» **Source passage**:
I own a sunn 300t and am in the market for a new cab. I am leaning towards the 900w Lab Systems 6x10 (i live in Australia) as this falls within my budget, is competitively priced and is an aussie product with a good reputation. My question is regarding the resistance, as on the website it says that the nominal impedance of the cab is 5.3ohms. My sunn has a switch between 2,4,or8 ohms. I'm assuming that i would set the head at 4 ohms but I wanted to make sure that this would in no way cause the tubes or transformers any stress that could damage it. I know that ohmage is not a static thing but I just want some affirmation from those who are a bit more tech-savvy than myself. I also would like some advice if I decide to go with a 4x10 & 1x15 or similar setup. Would I be best to choose 2 X 4ohm cabs and run the sunn @ 2ohms, or choose 2 X 8 ohm cabs and run the sunn @ 4ohm load? My concern is more associated running the head at its most efficient and reliable (rather than sound quality and volume levels, as I assume there would be little difference here). For example - will the tubes/transformers work harder @ 2ohms than 4ohms. etc? PS. This is my first post - its good to be a member!

My understanding is that the stated impedence of any speaker system is an average of sorts. So it is perfectly possible for a 5.3-ohm bin to dip below that -- especially at lower frequencies. The other thing is that the speaker rating should not be below the amp impedence. In other words, it's ok to run an 8-ohm bottom with a 4-ohm amp selection -- it just reduces the power of the amp because it "sees" more resistance. Somewhere around half-power. It's NOT ok to run a 4-ohm bottom on an 8-ohm tap. I makes your amp run hotter that it was designed to -- and KABOOM! So, the best choice would be to run the amp at 4 ohms. The above is simplified science, so please forgive me for not blathering on about technicalities that I don't understand anyway.

» **Exercise instructions**:
**1)** Rewrite part of the forum thread with "bin" changed to "cabinet". Begin at the words "My understanding is" and stop after "don't understand anyway.".
**2)** Find every line of the entries that contains the string "sand", matching case exactly, and copy each one out.
The forum thread and the entries are unrelated to each other.

» **Entries**:
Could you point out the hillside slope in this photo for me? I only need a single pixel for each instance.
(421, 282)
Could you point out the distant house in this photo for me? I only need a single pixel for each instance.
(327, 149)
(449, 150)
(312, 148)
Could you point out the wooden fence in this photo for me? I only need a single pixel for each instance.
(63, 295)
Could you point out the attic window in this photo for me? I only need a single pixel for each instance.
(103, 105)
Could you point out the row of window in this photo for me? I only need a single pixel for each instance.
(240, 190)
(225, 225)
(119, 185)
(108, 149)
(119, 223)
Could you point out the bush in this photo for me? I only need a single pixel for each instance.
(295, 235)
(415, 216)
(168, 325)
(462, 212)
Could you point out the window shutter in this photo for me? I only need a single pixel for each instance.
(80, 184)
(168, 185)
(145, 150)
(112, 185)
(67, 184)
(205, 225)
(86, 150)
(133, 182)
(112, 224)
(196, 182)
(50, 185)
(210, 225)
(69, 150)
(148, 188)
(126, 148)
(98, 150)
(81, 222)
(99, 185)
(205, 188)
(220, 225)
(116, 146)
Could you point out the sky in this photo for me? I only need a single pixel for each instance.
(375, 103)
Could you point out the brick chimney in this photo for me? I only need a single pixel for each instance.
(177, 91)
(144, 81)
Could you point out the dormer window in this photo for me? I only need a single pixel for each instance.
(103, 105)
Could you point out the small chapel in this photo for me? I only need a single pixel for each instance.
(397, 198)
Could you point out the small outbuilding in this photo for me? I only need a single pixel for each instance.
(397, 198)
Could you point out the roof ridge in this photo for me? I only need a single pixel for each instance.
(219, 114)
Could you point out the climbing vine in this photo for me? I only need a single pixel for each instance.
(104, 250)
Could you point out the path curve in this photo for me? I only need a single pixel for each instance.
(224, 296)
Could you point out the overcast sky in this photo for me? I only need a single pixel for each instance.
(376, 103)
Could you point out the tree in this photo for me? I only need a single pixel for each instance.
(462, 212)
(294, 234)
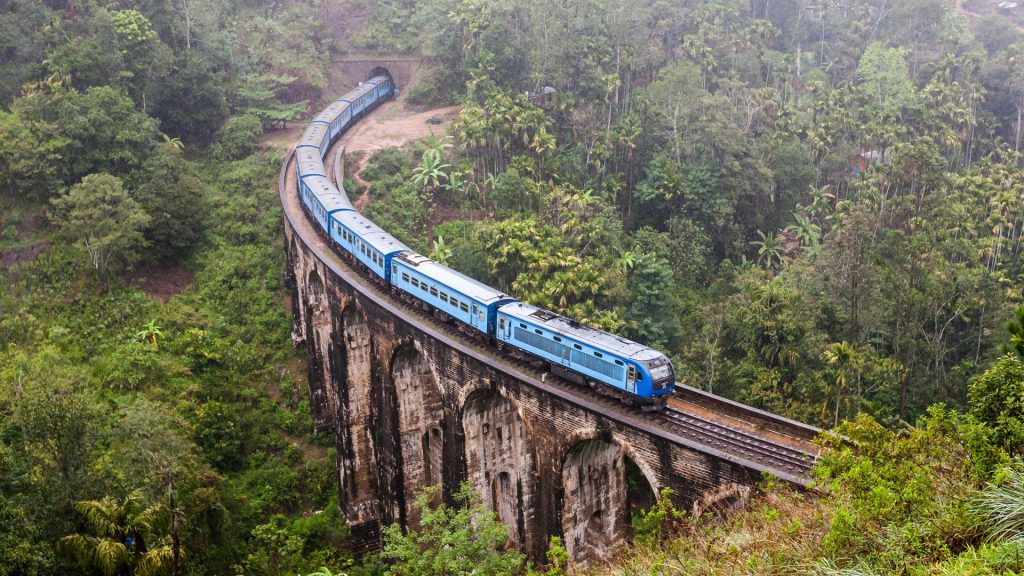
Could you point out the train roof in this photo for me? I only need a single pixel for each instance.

--

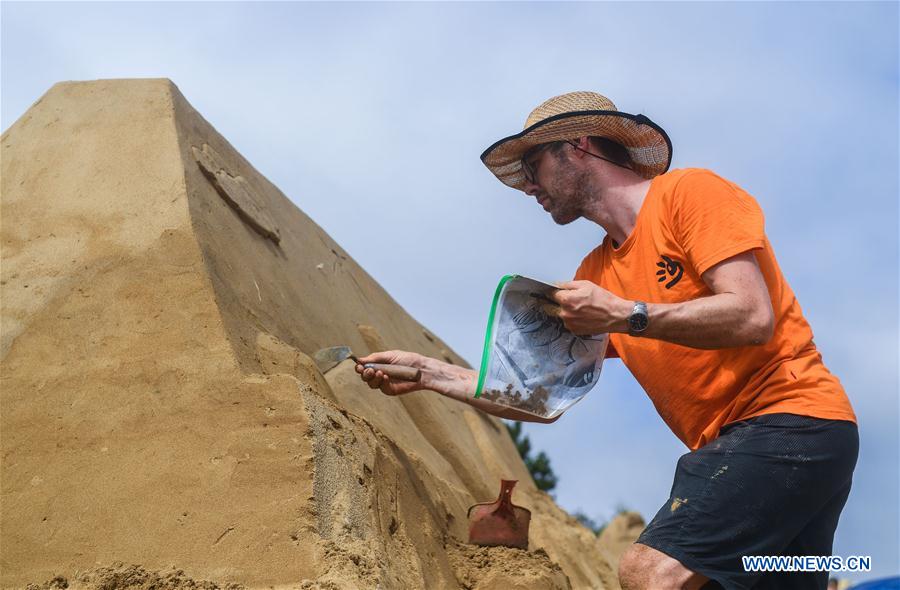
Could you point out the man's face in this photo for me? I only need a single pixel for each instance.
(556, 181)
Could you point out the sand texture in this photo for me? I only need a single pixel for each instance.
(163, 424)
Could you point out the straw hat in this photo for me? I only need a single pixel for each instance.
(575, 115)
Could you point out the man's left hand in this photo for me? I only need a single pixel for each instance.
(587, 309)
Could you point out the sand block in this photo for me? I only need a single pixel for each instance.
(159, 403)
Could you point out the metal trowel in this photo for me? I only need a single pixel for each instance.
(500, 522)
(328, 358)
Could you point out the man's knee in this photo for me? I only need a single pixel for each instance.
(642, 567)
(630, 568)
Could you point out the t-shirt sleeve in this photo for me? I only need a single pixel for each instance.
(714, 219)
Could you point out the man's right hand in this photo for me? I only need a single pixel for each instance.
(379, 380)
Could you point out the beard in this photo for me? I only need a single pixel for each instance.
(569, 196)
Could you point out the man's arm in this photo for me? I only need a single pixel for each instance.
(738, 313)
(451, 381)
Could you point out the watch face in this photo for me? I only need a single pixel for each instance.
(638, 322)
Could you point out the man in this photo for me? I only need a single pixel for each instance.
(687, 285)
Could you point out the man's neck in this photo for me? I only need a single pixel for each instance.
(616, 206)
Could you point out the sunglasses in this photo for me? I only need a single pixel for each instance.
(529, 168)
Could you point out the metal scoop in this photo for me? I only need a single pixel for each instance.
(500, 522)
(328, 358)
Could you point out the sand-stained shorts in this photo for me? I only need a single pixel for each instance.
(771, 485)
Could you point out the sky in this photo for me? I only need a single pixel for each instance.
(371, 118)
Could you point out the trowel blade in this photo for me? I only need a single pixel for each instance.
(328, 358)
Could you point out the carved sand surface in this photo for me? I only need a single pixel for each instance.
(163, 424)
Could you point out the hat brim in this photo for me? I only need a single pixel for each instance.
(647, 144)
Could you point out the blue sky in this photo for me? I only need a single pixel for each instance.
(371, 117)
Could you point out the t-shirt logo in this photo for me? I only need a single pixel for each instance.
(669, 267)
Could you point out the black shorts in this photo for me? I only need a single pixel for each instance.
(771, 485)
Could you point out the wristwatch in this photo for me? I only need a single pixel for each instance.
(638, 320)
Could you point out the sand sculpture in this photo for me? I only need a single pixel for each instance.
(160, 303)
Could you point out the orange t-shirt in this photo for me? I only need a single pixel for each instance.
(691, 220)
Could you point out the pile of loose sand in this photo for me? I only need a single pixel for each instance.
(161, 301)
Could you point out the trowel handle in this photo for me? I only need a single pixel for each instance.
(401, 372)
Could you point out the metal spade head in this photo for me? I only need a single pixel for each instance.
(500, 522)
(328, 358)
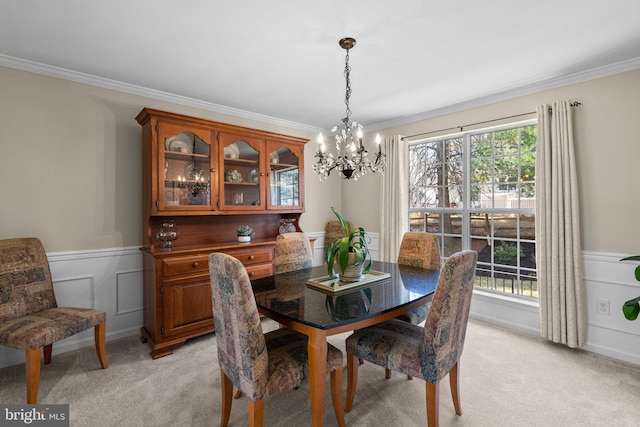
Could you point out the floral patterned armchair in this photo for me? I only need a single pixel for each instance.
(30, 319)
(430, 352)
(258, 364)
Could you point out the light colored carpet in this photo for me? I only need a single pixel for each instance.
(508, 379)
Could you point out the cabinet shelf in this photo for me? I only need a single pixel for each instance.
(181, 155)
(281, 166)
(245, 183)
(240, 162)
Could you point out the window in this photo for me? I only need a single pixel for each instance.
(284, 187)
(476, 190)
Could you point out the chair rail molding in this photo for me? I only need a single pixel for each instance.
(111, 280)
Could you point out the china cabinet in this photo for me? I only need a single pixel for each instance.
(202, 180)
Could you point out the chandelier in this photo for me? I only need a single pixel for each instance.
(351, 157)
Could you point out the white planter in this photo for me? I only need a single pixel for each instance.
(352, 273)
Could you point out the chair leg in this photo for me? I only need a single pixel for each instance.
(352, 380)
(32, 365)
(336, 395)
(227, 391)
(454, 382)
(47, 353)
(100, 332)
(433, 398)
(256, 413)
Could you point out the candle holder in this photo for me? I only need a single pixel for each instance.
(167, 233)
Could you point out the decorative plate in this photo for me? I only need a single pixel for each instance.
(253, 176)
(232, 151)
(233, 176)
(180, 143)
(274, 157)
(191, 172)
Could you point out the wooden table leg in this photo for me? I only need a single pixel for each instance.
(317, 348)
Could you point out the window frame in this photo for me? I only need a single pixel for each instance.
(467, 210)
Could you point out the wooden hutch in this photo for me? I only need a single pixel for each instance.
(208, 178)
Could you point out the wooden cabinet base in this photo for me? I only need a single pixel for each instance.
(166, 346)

» **Answers to the tasks**:
**1)**
My understanding is that the stated impedence of any speaker system is an average of sorts. So it is perfectly possible for a 5.3-ohm cabinet to dip below that -- especially at lower frequencies. The other thing is that the speaker rating should not be below the amp impedence. In other words, it's ok to run an 8-ohm bottom with a 4-ohm amp selection -- it just reduces the power of the amp because it "sees" more resistance. Somewhere around half-power. It's NOT ok to run a 4-ohm bottom on an 8-ohm tap. I makes your amp run hotter that it was designed to -- and KABOOM! So, the best choice would be to run the amp at 4 ohms. The above is simplified science, so please forgive me for not blathering on about technicalities that I don't understand anyway.

**2)**
Could you point out the sand texture in this photo for me? I only need a single pixel for each instance.
Could you point out the sand block in this photo for me? I only need a single pixel for each instance.
Could you point out the sand-stained shorts in this photo for me? I only need a single pixel for each instance.
Could you point out the carved sand surface in this photo for me? I only need a single pixel for each instance.
Could you point out the sand sculpture in this photo for me? I only need a single pixel for each instance.
Could you point out the pile of loose sand in this photo for me? I only need a single pixel for each instance.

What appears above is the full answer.